(Location labeling listing)
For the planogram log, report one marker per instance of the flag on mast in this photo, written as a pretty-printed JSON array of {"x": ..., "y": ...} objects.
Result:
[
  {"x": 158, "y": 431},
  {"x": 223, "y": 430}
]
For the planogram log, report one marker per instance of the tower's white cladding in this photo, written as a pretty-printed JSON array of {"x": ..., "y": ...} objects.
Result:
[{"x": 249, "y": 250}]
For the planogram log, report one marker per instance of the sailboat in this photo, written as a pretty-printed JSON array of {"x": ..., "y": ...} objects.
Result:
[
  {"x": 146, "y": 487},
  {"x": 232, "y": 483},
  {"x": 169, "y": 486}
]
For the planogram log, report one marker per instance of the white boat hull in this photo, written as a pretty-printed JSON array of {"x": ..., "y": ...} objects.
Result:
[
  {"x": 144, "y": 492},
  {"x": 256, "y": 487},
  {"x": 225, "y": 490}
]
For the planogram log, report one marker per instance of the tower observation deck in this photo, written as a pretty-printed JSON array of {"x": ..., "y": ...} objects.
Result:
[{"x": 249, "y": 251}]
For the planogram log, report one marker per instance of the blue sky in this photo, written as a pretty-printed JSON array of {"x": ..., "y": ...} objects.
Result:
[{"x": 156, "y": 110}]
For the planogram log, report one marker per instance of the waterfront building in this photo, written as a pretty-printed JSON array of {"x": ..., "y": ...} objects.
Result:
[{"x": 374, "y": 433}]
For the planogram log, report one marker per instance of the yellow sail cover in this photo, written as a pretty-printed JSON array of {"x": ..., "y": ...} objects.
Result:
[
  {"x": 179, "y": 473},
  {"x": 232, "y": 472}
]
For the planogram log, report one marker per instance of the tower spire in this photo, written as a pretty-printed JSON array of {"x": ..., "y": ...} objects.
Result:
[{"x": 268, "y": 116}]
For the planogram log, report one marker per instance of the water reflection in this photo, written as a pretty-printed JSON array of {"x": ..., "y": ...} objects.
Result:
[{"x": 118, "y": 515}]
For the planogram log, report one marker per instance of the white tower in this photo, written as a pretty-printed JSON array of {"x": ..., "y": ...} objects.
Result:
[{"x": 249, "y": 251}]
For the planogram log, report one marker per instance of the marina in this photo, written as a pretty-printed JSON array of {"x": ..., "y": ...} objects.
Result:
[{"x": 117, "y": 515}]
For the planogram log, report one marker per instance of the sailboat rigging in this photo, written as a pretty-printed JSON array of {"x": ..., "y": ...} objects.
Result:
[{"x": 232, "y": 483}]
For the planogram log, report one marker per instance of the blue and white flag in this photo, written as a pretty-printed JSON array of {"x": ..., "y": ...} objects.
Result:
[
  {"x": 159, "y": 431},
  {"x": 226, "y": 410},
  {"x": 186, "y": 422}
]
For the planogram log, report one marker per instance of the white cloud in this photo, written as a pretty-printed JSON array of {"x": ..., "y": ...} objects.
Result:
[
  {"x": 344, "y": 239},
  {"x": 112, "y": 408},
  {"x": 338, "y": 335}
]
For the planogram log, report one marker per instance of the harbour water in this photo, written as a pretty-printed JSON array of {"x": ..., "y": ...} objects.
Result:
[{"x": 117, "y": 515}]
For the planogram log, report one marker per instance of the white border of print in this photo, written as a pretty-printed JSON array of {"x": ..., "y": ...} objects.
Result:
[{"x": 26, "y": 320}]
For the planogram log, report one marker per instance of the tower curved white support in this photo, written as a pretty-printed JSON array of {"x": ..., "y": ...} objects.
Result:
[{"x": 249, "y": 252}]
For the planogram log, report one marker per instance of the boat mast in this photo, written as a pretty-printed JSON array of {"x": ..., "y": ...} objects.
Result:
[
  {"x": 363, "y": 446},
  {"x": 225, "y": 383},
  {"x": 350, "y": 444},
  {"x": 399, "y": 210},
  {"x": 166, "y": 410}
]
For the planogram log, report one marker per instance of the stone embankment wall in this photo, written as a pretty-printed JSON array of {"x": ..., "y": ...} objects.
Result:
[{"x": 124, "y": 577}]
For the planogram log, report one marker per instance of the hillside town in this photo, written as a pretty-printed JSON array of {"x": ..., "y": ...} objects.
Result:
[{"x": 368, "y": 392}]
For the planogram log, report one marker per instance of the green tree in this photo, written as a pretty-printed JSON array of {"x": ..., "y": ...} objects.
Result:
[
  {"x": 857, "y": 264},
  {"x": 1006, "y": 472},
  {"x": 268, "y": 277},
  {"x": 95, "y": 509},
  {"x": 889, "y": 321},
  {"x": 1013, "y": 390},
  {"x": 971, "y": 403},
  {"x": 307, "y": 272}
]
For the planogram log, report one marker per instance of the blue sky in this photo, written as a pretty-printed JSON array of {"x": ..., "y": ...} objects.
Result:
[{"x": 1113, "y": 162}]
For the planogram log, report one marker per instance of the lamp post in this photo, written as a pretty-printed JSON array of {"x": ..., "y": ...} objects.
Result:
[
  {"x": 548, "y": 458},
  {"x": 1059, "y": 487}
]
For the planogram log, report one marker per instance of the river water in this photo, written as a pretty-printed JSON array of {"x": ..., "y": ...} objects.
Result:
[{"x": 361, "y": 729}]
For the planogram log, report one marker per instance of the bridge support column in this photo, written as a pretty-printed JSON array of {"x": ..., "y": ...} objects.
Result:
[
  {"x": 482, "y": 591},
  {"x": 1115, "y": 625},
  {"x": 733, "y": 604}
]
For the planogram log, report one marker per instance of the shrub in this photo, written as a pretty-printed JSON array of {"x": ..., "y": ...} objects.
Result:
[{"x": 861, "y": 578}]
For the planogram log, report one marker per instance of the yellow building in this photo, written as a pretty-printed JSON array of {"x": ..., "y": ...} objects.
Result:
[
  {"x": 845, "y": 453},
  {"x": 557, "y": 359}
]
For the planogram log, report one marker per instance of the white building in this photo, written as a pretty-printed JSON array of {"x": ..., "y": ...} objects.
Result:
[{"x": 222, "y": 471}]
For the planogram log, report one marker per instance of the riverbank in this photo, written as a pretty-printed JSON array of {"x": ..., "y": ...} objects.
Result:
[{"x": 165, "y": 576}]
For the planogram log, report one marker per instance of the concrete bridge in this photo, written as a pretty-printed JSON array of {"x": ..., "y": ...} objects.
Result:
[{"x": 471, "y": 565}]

Your objective: Copy the listing word for word, starting at the line that contains "the white building" and ending with the final line of the listing.

Problem solution:
For the planogram log, report one marker per instance of the white building in this photo, written as a pretty-printed JSON array of {"x": ..., "y": ...} objects.
Result:
[{"x": 222, "y": 471}]
For the planogram log, report one marker per instance of the riverbank in this photo, written as a pretty-printed JSON array of {"x": ..., "y": ...} objects.
Result:
[{"x": 165, "y": 576}]
For the planogram log, report one marker per instance of the concrete bridge in this photo, written as a pretty-printed JSON array of {"x": ..., "y": ...} objects.
Result:
[{"x": 471, "y": 565}]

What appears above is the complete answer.